THE PROBLEM:
The expected result is the segment of the entries that begins with the line containing "Target: white fence" and ends with the last line, copied verbatim.

(Point localization data)
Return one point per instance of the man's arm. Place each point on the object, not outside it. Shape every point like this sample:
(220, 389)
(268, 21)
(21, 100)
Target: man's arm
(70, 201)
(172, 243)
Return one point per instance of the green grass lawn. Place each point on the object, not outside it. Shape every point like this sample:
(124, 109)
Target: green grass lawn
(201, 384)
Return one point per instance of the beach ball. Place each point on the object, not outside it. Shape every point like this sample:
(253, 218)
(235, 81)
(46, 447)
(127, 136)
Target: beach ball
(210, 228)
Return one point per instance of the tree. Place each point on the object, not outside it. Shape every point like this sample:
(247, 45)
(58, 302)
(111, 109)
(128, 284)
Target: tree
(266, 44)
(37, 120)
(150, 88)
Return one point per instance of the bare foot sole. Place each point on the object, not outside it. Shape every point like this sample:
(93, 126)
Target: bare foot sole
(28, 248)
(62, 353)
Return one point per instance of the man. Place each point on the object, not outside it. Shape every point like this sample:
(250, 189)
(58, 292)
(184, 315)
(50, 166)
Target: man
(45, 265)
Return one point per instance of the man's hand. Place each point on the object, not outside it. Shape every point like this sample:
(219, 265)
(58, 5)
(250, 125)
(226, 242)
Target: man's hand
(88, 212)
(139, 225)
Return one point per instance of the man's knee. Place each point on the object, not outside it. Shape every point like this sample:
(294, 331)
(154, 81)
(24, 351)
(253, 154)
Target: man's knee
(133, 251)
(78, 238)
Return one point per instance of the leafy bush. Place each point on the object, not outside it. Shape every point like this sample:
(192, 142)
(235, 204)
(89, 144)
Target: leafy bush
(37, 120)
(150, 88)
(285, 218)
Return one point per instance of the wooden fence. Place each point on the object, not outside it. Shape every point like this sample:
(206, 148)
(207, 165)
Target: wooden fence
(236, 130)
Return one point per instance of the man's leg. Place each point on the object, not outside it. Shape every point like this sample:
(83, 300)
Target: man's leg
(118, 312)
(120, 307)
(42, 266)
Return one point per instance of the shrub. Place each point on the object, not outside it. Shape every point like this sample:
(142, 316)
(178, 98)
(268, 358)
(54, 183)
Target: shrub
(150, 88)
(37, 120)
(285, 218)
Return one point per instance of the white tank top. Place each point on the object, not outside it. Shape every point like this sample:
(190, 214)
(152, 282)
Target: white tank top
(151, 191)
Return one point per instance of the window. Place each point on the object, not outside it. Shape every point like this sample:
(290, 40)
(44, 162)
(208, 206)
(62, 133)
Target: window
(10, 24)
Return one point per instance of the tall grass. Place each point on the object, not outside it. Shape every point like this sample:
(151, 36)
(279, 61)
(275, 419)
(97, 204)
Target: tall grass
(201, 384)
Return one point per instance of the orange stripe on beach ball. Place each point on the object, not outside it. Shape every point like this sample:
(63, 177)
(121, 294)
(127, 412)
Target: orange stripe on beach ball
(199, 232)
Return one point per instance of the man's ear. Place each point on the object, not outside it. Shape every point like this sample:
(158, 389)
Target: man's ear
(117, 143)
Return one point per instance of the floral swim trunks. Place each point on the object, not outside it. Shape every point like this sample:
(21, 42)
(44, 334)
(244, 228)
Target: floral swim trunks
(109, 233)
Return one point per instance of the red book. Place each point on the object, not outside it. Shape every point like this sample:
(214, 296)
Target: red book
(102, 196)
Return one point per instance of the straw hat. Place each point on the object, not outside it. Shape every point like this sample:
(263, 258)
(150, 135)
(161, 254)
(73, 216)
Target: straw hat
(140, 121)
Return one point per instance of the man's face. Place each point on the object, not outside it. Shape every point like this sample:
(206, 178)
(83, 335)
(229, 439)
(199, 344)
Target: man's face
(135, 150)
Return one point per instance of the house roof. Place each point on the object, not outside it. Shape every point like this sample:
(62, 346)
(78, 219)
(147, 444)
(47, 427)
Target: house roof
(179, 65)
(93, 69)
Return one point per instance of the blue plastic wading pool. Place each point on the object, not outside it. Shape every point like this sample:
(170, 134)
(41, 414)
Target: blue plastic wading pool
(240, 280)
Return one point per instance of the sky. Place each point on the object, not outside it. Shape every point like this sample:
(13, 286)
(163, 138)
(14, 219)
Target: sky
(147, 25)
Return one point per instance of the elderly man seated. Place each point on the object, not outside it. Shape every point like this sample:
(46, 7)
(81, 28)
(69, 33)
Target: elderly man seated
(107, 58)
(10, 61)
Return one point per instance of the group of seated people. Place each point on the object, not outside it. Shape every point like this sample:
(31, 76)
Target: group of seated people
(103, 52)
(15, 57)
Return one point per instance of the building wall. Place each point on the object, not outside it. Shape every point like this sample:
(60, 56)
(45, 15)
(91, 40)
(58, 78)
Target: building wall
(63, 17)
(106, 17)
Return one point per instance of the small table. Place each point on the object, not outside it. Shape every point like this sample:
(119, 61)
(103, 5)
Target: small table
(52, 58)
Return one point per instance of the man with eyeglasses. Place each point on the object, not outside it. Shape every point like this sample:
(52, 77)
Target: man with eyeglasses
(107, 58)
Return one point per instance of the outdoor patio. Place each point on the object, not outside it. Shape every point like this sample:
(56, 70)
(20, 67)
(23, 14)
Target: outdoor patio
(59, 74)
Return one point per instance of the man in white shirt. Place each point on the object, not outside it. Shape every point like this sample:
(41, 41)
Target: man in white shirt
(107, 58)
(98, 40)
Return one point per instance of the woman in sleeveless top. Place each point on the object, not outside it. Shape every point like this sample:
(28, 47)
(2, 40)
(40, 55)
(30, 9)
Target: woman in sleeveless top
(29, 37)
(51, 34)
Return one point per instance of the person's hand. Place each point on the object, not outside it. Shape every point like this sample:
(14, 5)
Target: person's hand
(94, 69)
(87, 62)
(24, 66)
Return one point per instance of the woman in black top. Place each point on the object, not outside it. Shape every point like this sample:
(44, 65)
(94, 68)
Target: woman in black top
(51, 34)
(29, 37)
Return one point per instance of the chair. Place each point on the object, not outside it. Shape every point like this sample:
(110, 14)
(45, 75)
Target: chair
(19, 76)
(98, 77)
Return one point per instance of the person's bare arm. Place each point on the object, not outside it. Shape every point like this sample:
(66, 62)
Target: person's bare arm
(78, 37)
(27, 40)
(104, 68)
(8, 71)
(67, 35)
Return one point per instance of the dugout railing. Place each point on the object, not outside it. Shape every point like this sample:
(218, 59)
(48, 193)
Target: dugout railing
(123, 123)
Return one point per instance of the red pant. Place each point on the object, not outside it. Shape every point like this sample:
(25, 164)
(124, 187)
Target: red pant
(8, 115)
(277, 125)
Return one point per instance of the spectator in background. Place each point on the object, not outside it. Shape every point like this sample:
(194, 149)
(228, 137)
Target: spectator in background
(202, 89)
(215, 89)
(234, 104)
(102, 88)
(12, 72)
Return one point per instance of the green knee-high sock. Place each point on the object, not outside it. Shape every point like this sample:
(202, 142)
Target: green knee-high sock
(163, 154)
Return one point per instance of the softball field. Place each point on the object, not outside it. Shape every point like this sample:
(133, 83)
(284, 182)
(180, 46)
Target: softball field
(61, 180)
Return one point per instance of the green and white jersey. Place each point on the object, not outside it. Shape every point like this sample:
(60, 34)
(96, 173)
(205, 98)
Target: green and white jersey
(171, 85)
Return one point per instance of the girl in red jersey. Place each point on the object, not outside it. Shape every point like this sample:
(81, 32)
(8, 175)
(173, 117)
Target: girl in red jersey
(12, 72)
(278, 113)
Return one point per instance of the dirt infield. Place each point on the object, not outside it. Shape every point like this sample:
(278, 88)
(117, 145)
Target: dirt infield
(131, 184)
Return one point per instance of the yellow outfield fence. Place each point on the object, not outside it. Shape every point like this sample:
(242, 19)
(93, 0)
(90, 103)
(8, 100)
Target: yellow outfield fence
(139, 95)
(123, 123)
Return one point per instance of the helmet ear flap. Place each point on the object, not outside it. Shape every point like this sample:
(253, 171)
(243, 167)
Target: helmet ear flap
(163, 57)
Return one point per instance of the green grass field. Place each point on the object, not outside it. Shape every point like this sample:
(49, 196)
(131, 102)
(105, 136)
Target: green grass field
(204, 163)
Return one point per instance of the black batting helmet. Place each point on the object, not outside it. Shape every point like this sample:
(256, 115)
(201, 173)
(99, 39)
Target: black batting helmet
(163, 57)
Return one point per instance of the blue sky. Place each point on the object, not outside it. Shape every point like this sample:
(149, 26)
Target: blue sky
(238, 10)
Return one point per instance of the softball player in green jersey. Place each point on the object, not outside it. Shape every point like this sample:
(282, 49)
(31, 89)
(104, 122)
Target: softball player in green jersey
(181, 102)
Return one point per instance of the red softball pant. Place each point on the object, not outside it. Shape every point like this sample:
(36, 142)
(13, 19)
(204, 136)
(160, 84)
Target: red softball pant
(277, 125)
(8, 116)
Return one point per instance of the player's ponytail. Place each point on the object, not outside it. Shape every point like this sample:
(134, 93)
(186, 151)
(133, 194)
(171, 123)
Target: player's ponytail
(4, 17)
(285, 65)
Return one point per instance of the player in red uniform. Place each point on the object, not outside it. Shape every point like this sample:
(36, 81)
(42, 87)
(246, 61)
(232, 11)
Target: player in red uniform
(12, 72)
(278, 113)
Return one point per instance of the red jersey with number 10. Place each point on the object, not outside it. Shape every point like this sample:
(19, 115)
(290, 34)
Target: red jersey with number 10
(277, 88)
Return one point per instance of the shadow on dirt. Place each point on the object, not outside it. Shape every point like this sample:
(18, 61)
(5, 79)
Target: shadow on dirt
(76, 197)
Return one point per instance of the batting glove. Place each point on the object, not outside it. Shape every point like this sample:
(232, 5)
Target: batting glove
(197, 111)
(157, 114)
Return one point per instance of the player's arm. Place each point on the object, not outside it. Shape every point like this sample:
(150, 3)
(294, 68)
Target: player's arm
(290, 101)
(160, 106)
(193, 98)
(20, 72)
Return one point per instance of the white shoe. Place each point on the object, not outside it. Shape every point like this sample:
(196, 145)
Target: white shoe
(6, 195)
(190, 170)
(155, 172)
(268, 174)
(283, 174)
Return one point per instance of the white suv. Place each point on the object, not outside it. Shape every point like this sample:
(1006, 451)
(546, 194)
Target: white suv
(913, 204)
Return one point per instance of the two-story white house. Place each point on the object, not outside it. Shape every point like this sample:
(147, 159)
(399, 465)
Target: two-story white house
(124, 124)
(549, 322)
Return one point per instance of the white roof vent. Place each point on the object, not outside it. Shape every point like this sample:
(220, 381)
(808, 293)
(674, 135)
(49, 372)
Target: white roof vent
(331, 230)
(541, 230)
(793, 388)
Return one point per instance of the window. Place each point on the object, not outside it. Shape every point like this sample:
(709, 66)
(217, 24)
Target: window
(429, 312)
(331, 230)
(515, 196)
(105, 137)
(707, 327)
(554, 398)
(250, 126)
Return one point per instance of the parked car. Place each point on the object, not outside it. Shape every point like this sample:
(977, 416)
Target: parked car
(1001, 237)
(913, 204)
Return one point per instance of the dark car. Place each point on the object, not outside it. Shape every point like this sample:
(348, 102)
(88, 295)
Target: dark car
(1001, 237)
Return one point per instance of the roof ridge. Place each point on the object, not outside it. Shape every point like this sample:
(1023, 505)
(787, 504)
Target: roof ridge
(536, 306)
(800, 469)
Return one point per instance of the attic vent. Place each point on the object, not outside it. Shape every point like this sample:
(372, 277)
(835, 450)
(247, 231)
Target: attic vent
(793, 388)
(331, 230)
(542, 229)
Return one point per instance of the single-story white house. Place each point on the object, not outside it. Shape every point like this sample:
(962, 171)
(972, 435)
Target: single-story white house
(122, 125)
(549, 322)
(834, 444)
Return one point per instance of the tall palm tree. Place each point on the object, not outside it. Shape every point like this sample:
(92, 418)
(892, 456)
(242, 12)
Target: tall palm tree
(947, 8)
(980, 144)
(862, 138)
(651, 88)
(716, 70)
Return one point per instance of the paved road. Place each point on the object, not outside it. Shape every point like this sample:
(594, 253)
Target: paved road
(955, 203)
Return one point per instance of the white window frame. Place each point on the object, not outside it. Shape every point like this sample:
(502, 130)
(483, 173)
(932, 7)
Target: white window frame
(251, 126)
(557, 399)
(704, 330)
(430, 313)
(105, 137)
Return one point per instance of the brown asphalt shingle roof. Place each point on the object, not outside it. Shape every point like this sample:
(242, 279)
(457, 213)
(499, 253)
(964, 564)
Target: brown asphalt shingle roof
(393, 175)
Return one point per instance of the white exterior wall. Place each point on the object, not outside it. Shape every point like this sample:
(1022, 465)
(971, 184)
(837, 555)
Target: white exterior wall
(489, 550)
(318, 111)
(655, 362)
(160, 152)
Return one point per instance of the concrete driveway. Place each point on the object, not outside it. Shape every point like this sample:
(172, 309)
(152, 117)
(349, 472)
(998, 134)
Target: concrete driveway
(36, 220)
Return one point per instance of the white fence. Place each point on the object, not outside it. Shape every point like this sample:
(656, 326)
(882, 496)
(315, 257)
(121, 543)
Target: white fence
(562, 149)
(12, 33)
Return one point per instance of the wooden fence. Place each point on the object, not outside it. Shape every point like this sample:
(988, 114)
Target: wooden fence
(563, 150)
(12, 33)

RESPONSE:
Target: white fence
(562, 149)
(12, 33)
Return one point per instance of the wooden fence. Place each point on the object, not outside it. Shape every point like this sample:
(988, 114)
Target: wooden fence
(563, 150)
(12, 33)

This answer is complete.